Items from a dataset:

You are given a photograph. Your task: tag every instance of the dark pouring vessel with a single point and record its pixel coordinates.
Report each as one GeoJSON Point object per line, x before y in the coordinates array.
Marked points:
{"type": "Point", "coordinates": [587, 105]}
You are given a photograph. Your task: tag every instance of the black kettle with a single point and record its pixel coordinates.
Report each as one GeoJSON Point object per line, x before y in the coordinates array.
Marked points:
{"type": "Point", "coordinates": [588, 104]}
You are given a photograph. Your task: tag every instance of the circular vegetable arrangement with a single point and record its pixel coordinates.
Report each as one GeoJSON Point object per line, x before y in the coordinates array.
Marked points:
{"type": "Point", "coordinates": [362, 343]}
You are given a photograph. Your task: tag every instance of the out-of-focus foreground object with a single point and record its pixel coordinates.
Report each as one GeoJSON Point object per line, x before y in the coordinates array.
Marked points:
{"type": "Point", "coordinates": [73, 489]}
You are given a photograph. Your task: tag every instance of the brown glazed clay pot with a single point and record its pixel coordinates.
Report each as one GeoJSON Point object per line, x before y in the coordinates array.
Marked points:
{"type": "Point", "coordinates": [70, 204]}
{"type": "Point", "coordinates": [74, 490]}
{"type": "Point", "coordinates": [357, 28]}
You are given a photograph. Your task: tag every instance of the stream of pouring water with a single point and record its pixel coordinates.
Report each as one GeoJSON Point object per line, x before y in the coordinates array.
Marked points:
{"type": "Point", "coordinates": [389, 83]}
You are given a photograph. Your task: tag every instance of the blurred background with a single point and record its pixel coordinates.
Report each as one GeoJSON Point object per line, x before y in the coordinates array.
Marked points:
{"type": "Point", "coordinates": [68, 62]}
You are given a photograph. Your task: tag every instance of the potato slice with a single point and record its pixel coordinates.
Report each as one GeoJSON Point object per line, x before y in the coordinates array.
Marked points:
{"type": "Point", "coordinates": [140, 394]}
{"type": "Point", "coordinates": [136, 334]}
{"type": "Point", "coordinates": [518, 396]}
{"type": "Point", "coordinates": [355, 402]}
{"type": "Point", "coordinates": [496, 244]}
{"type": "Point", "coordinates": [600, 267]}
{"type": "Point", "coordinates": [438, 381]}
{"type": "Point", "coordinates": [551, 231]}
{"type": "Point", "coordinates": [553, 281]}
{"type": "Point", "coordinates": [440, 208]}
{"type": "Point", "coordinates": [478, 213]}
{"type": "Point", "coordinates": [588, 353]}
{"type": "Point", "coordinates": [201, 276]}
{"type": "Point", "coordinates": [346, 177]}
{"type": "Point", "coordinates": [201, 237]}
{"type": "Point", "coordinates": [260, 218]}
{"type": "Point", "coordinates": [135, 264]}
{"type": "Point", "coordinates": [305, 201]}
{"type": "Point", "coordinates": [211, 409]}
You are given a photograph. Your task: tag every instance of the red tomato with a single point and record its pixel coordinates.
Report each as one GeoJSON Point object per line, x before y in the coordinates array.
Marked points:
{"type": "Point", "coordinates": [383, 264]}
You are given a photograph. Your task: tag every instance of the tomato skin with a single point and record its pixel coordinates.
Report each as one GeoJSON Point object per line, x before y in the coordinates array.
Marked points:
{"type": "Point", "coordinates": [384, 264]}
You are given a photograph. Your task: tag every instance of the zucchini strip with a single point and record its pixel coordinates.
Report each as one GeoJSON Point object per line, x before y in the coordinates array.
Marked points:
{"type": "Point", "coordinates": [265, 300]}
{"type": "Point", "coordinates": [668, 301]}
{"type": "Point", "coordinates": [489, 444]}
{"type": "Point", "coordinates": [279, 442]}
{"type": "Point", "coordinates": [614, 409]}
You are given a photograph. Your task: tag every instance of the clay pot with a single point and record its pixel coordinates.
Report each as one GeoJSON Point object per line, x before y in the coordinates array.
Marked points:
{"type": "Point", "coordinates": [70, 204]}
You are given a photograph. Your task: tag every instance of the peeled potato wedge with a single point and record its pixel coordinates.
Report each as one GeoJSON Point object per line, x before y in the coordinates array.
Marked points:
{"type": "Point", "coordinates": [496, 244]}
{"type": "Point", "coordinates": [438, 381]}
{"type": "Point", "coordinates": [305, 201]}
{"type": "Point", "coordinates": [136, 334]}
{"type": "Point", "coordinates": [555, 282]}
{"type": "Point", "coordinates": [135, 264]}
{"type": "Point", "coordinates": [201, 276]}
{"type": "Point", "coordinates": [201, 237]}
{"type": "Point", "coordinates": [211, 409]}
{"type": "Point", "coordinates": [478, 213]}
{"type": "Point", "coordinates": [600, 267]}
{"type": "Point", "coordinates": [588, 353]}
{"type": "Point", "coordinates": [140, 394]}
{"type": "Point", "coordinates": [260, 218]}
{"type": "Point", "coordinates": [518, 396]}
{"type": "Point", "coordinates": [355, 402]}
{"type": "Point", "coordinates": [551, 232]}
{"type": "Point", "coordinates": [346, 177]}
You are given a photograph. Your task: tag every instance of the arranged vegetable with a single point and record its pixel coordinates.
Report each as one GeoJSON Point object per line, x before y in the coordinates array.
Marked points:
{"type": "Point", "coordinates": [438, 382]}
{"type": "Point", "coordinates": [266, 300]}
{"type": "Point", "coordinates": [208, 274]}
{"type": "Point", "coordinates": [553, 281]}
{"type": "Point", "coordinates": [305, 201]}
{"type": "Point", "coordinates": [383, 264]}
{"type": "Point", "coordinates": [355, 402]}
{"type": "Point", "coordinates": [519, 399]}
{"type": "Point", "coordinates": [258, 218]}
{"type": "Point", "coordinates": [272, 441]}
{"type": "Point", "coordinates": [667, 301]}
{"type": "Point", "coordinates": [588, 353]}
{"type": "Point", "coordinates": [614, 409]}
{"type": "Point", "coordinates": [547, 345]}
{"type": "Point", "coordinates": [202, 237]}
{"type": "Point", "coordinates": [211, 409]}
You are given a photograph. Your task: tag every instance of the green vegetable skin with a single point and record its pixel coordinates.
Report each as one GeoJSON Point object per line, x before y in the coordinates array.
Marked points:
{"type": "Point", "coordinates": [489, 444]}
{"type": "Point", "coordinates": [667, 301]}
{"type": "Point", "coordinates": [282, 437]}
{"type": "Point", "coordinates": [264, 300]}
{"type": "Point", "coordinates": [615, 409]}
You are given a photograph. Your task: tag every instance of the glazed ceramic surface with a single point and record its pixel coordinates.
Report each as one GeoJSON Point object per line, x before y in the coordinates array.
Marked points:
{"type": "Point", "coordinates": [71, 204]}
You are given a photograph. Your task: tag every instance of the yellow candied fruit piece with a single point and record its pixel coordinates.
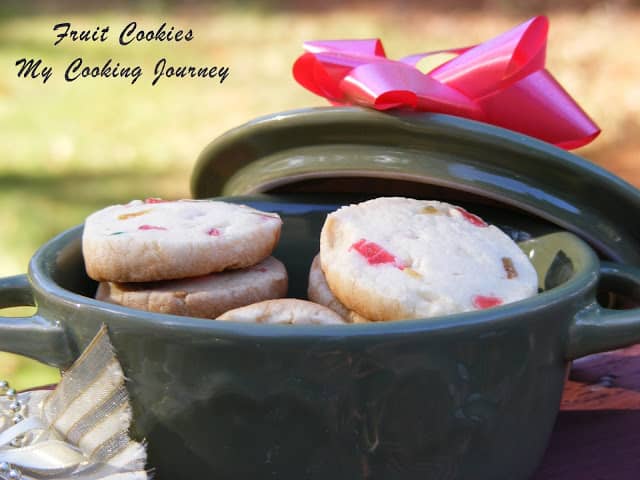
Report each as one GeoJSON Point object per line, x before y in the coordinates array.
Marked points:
{"type": "Point", "coordinates": [412, 273]}
{"type": "Point", "coordinates": [125, 216]}
{"type": "Point", "coordinates": [430, 209]}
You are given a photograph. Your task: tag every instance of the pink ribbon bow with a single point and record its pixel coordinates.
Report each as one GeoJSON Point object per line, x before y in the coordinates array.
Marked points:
{"type": "Point", "coordinates": [502, 81]}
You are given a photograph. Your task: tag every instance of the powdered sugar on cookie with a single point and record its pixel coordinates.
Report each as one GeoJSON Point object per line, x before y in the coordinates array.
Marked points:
{"type": "Point", "coordinates": [155, 240]}
{"type": "Point", "coordinates": [393, 258]}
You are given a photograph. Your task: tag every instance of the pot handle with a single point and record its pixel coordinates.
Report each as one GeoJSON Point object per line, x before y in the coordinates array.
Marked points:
{"type": "Point", "coordinates": [598, 329]}
{"type": "Point", "coordinates": [34, 336]}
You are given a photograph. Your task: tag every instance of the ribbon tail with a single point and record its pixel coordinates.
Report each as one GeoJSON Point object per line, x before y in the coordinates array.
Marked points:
{"type": "Point", "coordinates": [538, 106]}
{"type": "Point", "coordinates": [49, 458]}
{"type": "Point", "coordinates": [386, 85]}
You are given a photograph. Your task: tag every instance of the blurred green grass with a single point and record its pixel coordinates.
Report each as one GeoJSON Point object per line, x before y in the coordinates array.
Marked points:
{"type": "Point", "coordinates": [67, 149]}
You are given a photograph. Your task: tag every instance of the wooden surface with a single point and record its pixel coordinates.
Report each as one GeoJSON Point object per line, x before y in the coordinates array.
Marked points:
{"type": "Point", "coordinates": [597, 433]}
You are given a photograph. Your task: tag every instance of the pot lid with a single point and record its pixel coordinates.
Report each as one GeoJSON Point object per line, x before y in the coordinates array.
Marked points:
{"type": "Point", "coordinates": [350, 149]}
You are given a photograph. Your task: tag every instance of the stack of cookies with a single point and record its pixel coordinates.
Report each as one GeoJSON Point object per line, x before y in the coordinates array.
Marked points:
{"type": "Point", "coordinates": [189, 257]}
{"type": "Point", "coordinates": [400, 258]}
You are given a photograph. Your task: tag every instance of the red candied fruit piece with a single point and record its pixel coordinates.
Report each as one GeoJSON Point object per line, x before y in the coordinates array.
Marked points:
{"type": "Point", "coordinates": [471, 218]}
{"type": "Point", "coordinates": [375, 254]}
{"type": "Point", "coordinates": [486, 301]}
{"type": "Point", "coordinates": [150, 227]}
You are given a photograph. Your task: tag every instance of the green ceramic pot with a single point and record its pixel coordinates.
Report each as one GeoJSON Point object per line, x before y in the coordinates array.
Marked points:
{"type": "Point", "coordinates": [472, 395]}
{"type": "Point", "coordinates": [427, 156]}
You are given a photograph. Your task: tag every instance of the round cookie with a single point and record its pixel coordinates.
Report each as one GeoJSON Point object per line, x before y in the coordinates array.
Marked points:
{"type": "Point", "coordinates": [395, 258]}
{"type": "Point", "coordinates": [155, 240]}
{"type": "Point", "coordinates": [285, 311]}
{"type": "Point", "coordinates": [207, 296]}
{"type": "Point", "coordinates": [319, 292]}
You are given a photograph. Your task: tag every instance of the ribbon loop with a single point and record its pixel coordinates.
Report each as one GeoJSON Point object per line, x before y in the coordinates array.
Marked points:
{"type": "Point", "coordinates": [502, 81]}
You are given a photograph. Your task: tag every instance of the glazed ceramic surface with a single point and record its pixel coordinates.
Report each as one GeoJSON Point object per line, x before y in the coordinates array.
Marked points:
{"type": "Point", "coordinates": [353, 149]}
{"type": "Point", "coordinates": [471, 395]}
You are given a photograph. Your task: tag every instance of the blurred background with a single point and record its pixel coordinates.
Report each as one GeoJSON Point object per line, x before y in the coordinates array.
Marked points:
{"type": "Point", "coordinates": [67, 149]}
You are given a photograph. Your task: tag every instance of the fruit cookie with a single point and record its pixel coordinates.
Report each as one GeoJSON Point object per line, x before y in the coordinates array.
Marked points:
{"type": "Point", "coordinates": [286, 311]}
{"type": "Point", "coordinates": [395, 258]}
{"type": "Point", "coordinates": [207, 296]}
{"type": "Point", "coordinates": [155, 240]}
{"type": "Point", "coordinates": [319, 292]}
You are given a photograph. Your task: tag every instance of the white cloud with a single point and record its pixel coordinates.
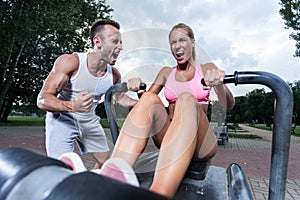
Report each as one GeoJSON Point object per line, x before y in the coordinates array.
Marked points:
{"type": "Point", "coordinates": [238, 35]}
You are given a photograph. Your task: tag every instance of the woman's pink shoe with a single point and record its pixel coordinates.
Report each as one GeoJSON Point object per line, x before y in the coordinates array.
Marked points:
{"type": "Point", "coordinates": [73, 161]}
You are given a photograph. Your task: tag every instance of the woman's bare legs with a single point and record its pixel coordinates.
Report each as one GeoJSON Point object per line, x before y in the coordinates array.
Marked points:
{"type": "Point", "coordinates": [178, 146]}
{"type": "Point", "coordinates": [179, 140]}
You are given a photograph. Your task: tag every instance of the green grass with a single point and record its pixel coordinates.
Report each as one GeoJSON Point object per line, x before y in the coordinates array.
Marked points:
{"type": "Point", "coordinates": [24, 121]}
{"type": "Point", "coordinates": [263, 127]}
{"type": "Point", "coordinates": [244, 136]}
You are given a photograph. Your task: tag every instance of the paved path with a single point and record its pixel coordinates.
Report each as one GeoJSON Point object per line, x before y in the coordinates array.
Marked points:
{"type": "Point", "coordinates": [253, 155]}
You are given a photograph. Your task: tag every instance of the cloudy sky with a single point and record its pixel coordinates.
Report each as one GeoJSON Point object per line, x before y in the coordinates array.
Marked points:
{"type": "Point", "coordinates": [236, 35]}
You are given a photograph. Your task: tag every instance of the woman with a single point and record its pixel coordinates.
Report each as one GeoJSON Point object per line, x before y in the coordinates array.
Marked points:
{"type": "Point", "coordinates": [185, 133]}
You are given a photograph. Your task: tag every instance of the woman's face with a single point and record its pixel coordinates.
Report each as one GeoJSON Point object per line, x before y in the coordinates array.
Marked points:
{"type": "Point", "coordinates": [181, 46]}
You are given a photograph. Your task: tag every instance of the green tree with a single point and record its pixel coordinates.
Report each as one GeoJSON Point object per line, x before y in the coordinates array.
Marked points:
{"type": "Point", "coordinates": [33, 34]}
{"type": "Point", "coordinates": [290, 13]}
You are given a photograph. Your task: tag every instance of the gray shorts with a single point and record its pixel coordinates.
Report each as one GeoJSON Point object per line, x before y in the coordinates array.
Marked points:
{"type": "Point", "coordinates": [62, 130]}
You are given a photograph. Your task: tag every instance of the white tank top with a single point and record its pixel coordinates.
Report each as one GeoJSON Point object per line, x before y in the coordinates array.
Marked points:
{"type": "Point", "coordinates": [85, 81]}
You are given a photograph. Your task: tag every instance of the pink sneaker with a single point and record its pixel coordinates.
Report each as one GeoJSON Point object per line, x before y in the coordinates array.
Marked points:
{"type": "Point", "coordinates": [73, 161]}
{"type": "Point", "coordinates": [119, 169]}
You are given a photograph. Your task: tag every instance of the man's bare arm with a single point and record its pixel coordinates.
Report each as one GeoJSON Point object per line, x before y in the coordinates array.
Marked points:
{"type": "Point", "coordinates": [64, 67]}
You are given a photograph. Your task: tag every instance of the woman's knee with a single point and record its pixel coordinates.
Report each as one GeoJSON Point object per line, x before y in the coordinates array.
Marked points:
{"type": "Point", "coordinates": [187, 97]}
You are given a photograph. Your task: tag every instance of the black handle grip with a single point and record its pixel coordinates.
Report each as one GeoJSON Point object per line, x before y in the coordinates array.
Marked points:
{"type": "Point", "coordinates": [227, 79]}
{"type": "Point", "coordinates": [143, 86]}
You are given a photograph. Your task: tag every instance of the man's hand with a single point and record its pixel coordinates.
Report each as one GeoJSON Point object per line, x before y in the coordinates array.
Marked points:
{"type": "Point", "coordinates": [83, 102]}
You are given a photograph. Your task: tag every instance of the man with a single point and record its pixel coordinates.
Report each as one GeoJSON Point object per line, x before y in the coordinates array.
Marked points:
{"type": "Point", "coordinates": [72, 90]}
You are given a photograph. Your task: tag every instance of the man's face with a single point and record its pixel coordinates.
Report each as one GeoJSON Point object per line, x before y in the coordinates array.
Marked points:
{"type": "Point", "coordinates": [111, 44]}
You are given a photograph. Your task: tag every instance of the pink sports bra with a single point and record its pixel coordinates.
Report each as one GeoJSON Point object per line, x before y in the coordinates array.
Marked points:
{"type": "Point", "coordinates": [174, 88]}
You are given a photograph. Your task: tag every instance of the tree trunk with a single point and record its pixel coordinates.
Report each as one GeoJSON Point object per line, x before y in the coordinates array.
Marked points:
{"type": "Point", "coordinates": [7, 109]}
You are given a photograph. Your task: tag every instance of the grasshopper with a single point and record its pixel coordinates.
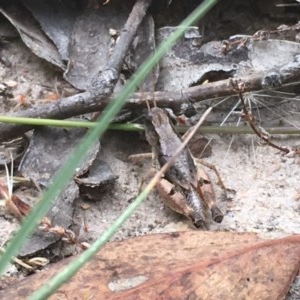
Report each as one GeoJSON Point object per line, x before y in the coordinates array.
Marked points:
{"type": "Point", "coordinates": [185, 189]}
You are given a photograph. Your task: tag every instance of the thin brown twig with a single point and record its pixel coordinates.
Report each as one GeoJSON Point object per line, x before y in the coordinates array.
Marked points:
{"type": "Point", "coordinates": [87, 103]}
{"type": "Point", "coordinates": [250, 119]}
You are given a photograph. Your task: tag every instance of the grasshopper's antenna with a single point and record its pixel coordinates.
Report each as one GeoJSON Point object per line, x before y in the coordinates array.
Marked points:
{"type": "Point", "coordinates": [153, 87]}
{"type": "Point", "coordinates": [9, 179]}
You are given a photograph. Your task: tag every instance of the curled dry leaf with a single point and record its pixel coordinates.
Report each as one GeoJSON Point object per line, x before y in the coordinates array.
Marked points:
{"type": "Point", "coordinates": [184, 265]}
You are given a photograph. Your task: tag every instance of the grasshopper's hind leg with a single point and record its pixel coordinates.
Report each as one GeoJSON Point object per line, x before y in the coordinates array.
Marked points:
{"type": "Point", "coordinates": [208, 194]}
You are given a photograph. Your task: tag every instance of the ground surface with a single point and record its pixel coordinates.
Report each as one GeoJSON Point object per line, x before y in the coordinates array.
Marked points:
{"type": "Point", "coordinates": [266, 197]}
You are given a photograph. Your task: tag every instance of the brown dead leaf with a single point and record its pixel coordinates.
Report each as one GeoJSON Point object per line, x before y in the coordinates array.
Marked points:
{"type": "Point", "coordinates": [184, 265]}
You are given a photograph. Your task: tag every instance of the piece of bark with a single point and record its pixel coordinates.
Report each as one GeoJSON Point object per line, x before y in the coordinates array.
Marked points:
{"type": "Point", "coordinates": [30, 32]}
{"type": "Point", "coordinates": [180, 265]}
{"type": "Point", "coordinates": [57, 19]}
{"type": "Point", "coordinates": [87, 102]}
{"type": "Point", "coordinates": [100, 89]}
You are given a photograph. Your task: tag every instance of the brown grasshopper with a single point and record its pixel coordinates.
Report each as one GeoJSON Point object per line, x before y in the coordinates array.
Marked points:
{"type": "Point", "coordinates": [185, 189]}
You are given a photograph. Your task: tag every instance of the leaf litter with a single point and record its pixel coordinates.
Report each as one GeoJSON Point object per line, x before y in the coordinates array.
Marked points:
{"type": "Point", "coordinates": [266, 199]}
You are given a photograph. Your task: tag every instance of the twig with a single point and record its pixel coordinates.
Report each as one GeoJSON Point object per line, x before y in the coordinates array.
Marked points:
{"type": "Point", "coordinates": [86, 103]}
{"type": "Point", "coordinates": [250, 119]}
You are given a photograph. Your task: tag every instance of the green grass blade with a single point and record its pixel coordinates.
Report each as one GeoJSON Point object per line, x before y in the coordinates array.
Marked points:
{"type": "Point", "coordinates": [68, 123]}
{"type": "Point", "coordinates": [66, 172]}
{"type": "Point", "coordinates": [69, 271]}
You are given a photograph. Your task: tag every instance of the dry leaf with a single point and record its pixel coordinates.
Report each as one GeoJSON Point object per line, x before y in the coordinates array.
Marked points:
{"type": "Point", "coordinates": [184, 265]}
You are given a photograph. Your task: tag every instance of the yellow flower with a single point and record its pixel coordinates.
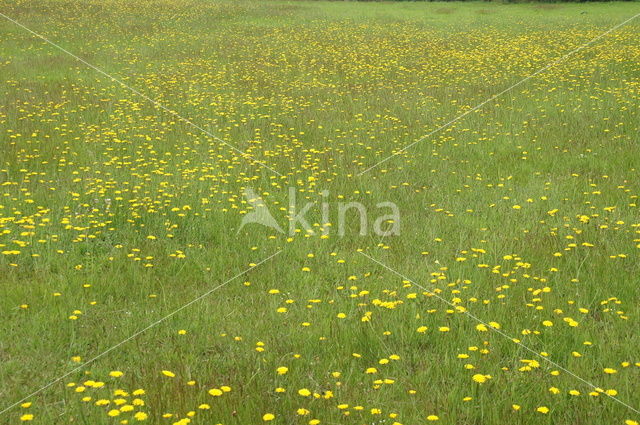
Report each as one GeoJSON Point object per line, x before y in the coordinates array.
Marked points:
{"type": "Point", "coordinates": [304, 392]}
{"type": "Point", "coordinates": [141, 416]}
{"type": "Point", "coordinates": [480, 379]}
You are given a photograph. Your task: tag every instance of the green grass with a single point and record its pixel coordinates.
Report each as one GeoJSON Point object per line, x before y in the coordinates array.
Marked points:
{"type": "Point", "coordinates": [522, 212]}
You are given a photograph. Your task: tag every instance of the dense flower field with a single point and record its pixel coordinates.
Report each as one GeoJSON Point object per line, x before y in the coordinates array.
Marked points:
{"type": "Point", "coordinates": [131, 289]}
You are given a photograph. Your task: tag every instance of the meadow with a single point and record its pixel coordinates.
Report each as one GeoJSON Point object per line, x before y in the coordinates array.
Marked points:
{"type": "Point", "coordinates": [130, 292]}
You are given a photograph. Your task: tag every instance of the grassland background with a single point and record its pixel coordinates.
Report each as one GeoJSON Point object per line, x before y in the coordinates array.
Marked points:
{"type": "Point", "coordinates": [115, 213]}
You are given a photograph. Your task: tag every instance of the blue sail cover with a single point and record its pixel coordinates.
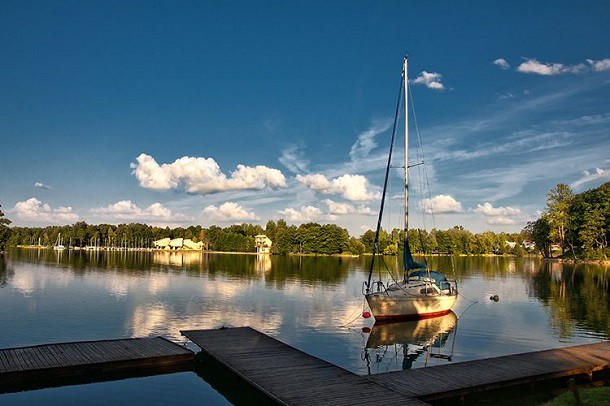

**Work request:** From the entries above, print the lines beginning at the one with "the brown grasshopper" and stopping after the one with "the yellow flower", exactly as written and with nothing else.

**Answer section:**
You are given a photograph. Your task: tag every instance of the brown grasshopper with a single point and record its pixel coordinates.
Report each as one GeoJSON Point object per line, x before y in the coordinates array.
Marked points:
{"type": "Point", "coordinates": [185, 189]}
You are given a photograph. Your task: tag every instance of the leaf litter with a single point and record its pixel coordinates.
Report each as one GeoJSON Point object per line, x before y in the coordinates array.
Marked points:
{"type": "Point", "coordinates": [266, 199]}
You are given a photograph. Your task: tag every instance of the twig with a single point and record its pixel coordinates.
Report each as one GeoJSON Point object per line, x before y in the coordinates array.
Marked points:
{"type": "Point", "coordinates": [86, 103]}
{"type": "Point", "coordinates": [250, 119]}
You are given a photograph. Your task: tag every instance of the green grass blade with a single point and record its pixel coordinates.
Report each as one GeoJSON Point object per line, x before y in the coordinates array.
Marked points:
{"type": "Point", "coordinates": [68, 123]}
{"type": "Point", "coordinates": [66, 172]}
{"type": "Point", "coordinates": [69, 271]}
You are given a photograph. Your task: tag every instance of the dry leaf with a single point and record its pixel coordinates.
Report each as one GeoJSON Point object per line, x before y in the coordinates array.
Marked points:
{"type": "Point", "coordinates": [184, 265]}
You are given a photograph. Your task: tag every instance of the yellow flower with a single point and record its pixel coordinates.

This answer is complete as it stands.